-------- Record excerpts --------
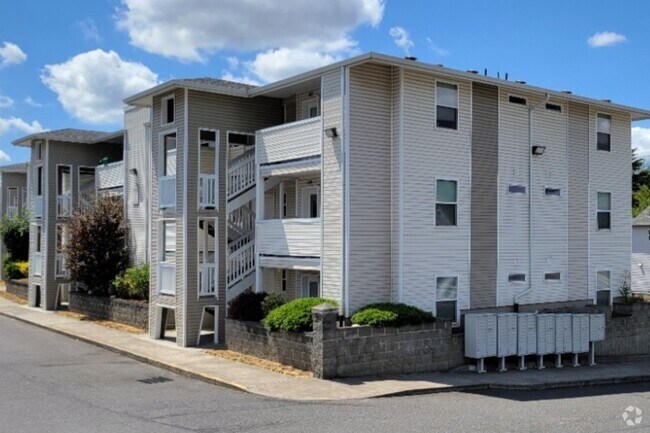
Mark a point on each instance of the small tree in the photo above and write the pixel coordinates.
(96, 251)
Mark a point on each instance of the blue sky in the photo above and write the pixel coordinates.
(70, 63)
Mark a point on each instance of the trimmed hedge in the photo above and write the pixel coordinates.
(391, 315)
(295, 316)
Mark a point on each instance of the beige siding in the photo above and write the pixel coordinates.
(332, 196)
(370, 185)
(578, 192)
(485, 169)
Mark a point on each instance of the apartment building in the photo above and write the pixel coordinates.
(13, 198)
(63, 169)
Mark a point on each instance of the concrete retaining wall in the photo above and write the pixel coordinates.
(18, 287)
(134, 313)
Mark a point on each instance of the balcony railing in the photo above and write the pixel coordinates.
(167, 191)
(208, 193)
(207, 279)
(294, 140)
(166, 278)
(289, 237)
(37, 264)
(64, 205)
(38, 206)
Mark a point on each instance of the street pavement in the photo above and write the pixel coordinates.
(50, 383)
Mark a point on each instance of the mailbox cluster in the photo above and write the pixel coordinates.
(522, 334)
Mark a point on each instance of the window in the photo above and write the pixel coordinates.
(517, 278)
(169, 155)
(552, 192)
(516, 189)
(446, 106)
(169, 241)
(167, 110)
(603, 287)
(554, 107)
(517, 100)
(604, 132)
(552, 276)
(446, 202)
(447, 298)
(604, 210)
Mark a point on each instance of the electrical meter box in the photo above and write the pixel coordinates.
(526, 334)
(506, 334)
(480, 335)
(545, 334)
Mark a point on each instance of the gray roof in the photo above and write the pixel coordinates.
(642, 219)
(21, 167)
(69, 135)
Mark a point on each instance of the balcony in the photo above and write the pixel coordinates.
(289, 237)
(167, 191)
(296, 140)
(166, 278)
(64, 205)
(37, 264)
(109, 176)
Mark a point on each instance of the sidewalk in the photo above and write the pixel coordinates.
(195, 363)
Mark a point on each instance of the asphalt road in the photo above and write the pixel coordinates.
(50, 383)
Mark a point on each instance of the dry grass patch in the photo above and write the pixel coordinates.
(13, 298)
(106, 323)
(261, 363)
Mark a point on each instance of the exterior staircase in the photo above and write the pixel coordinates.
(240, 194)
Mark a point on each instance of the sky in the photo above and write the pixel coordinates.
(70, 63)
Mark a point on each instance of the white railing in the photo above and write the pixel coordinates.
(207, 279)
(167, 278)
(167, 191)
(289, 141)
(64, 205)
(241, 173)
(241, 263)
(109, 176)
(61, 265)
(38, 206)
(208, 193)
(37, 265)
(289, 237)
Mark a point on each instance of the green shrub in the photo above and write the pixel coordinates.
(393, 315)
(247, 306)
(134, 284)
(295, 316)
(271, 302)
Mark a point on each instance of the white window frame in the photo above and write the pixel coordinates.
(436, 202)
(435, 107)
(456, 320)
(609, 211)
(599, 114)
(164, 110)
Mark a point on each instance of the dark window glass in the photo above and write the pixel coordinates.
(446, 117)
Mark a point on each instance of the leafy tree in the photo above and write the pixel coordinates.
(97, 250)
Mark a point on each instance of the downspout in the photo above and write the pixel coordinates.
(530, 203)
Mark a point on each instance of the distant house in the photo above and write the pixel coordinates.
(640, 271)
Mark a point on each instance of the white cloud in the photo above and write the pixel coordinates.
(641, 142)
(191, 30)
(92, 85)
(17, 124)
(11, 54)
(32, 103)
(6, 102)
(605, 39)
(401, 38)
(89, 30)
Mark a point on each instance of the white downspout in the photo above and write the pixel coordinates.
(530, 202)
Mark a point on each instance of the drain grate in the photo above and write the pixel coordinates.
(152, 380)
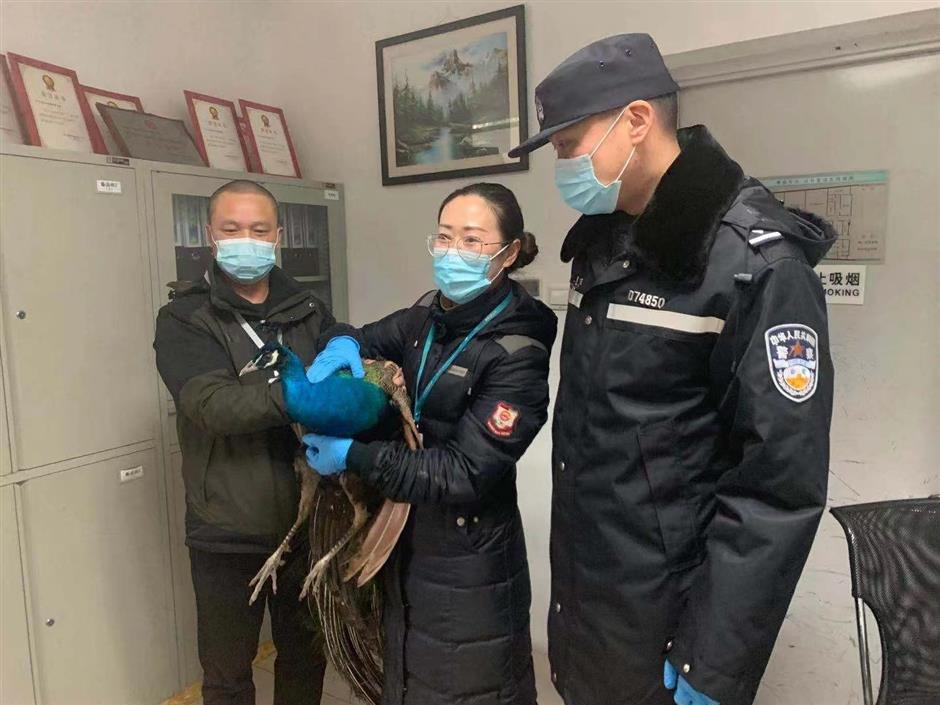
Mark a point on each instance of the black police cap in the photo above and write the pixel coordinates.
(608, 74)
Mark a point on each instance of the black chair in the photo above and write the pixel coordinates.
(894, 554)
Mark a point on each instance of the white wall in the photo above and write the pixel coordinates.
(317, 61)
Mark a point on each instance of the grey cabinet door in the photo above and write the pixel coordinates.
(183, 596)
(76, 312)
(6, 459)
(99, 581)
(16, 678)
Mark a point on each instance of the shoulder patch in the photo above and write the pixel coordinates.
(502, 422)
(759, 237)
(427, 299)
(792, 354)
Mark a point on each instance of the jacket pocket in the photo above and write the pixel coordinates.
(669, 480)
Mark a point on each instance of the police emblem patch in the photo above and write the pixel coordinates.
(502, 422)
(792, 353)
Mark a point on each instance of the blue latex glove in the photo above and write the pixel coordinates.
(685, 693)
(341, 353)
(325, 454)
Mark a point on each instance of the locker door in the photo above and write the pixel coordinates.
(183, 596)
(99, 576)
(75, 311)
(16, 678)
(6, 461)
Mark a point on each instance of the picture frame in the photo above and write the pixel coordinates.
(142, 135)
(11, 126)
(215, 129)
(270, 139)
(51, 106)
(92, 96)
(452, 99)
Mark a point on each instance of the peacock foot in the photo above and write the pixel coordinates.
(315, 576)
(268, 570)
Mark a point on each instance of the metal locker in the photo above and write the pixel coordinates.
(99, 581)
(76, 315)
(6, 458)
(16, 680)
(183, 596)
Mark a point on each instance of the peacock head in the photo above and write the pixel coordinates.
(274, 356)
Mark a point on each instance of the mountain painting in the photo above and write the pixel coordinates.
(453, 105)
(452, 99)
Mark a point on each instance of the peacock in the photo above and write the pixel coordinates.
(343, 406)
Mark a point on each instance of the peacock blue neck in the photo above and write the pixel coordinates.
(340, 405)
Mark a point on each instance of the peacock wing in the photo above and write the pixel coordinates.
(379, 542)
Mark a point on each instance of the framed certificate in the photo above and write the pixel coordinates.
(215, 127)
(144, 136)
(115, 100)
(11, 131)
(267, 129)
(54, 113)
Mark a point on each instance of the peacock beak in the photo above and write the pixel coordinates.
(264, 361)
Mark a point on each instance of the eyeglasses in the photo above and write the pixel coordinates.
(470, 247)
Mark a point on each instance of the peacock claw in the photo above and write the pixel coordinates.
(268, 570)
(315, 577)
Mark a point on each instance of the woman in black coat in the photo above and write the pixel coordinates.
(475, 358)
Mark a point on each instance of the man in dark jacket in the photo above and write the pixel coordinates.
(238, 448)
(691, 427)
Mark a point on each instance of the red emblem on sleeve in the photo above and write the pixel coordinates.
(502, 422)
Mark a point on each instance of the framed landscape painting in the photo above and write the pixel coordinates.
(452, 99)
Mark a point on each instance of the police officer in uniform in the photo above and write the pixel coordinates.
(691, 425)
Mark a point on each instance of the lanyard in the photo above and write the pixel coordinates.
(423, 396)
(255, 338)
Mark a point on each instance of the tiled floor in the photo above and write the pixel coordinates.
(335, 690)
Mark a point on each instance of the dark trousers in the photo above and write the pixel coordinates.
(229, 629)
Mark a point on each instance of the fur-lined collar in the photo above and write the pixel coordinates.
(674, 234)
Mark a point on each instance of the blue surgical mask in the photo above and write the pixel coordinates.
(462, 281)
(245, 259)
(578, 184)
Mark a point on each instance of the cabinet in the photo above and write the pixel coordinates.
(97, 601)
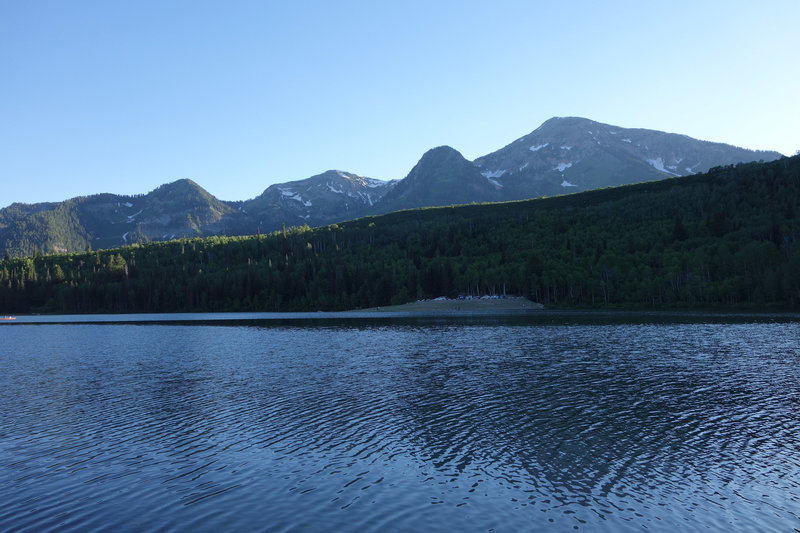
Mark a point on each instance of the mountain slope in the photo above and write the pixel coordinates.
(177, 209)
(332, 196)
(563, 155)
(726, 238)
(441, 177)
(575, 154)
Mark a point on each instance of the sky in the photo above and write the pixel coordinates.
(123, 96)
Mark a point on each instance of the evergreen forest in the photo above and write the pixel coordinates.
(724, 239)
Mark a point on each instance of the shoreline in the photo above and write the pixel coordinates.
(473, 305)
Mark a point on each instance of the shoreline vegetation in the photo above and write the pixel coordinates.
(728, 239)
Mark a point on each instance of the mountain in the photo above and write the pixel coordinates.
(177, 209)
(574, 154)
(442, 177)
(729, 238)
(323, 199)
(563, 155)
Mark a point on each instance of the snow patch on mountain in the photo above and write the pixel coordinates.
(373, 183)
(334, 189)
(493, 173)
(495, 182)
(658, 164)
(290, 194)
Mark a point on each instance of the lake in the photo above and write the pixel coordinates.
(557, 421)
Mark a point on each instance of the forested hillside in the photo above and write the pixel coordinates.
(725, 238)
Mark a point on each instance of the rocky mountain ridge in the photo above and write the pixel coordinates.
(563, 155)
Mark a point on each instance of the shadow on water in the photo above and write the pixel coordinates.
(475, 423)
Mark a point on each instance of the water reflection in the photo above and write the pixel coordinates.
(441, 427)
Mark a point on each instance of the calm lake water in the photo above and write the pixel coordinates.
(595, 423)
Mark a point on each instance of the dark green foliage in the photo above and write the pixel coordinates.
(728, 237)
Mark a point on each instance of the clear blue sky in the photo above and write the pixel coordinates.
(123, 96)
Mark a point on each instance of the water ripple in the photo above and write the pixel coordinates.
(470, 427)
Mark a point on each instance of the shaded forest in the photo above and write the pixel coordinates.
(727, 238)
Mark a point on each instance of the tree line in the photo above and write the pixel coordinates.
(724, 238)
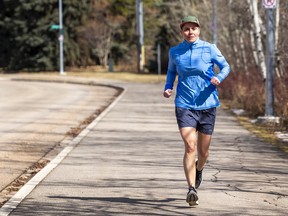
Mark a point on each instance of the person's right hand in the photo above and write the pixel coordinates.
(167, 93)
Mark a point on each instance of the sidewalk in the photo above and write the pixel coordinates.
(130, 163)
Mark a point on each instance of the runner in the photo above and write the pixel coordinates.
(196, 97)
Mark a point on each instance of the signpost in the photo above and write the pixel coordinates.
(269, 5)
(61, 39)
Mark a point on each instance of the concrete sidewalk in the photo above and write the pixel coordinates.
(130, 163)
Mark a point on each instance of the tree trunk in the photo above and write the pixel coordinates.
(257, 33)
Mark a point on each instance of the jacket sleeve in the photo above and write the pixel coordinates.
(171, 72)
(221, 62)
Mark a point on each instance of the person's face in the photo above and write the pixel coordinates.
(190, 32)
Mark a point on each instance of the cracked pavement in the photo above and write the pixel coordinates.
(131, 164)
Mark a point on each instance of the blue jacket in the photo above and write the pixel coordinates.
(194, 62)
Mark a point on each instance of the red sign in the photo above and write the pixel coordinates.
(269, 3)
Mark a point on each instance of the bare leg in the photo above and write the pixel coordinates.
(189, 136)
(203, 149)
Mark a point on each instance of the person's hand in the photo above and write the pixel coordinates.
(167, 93)
(215, 81)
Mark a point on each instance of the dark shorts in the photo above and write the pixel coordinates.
(202, 120)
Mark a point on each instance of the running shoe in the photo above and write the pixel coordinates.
(192, 197)
(198, 180)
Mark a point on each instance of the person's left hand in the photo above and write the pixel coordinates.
(215, 81)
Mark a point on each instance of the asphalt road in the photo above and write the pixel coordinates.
(34, 121)
(130, 163)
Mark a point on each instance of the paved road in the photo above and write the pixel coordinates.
(35, 117)
(130, 163)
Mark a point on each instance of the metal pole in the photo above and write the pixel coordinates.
(270, 64)
(159, 59)
(214, 22)
(140, 34)
(61, 38)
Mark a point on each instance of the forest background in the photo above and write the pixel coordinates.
(98, 30)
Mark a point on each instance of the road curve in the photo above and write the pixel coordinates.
(36, 117)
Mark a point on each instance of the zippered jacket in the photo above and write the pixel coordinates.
(194, 63)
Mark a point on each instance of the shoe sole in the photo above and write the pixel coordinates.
(194, 203)
(197, 186)
(192, 199)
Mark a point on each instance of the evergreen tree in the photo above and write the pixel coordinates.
(30, 45)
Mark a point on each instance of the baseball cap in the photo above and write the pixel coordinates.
(188, 19)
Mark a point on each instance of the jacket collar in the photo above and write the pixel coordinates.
(186, 43)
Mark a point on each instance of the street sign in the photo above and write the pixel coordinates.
(53, 27)
(269, 4)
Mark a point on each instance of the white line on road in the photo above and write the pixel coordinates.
(14, 201)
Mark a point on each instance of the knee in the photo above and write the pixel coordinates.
--------
### Task details
Repeat, exactly, every line from the one containing "Mark a point on each instance of the white line" through the final line of the listing above, adding nothing.

### Task result
Mark a point on each instance of the white line on road in the photo above and write the pixel coordinates.
(14, 201)
Mark a point on each instance of the knee in the photo above and write the pixel coordinates.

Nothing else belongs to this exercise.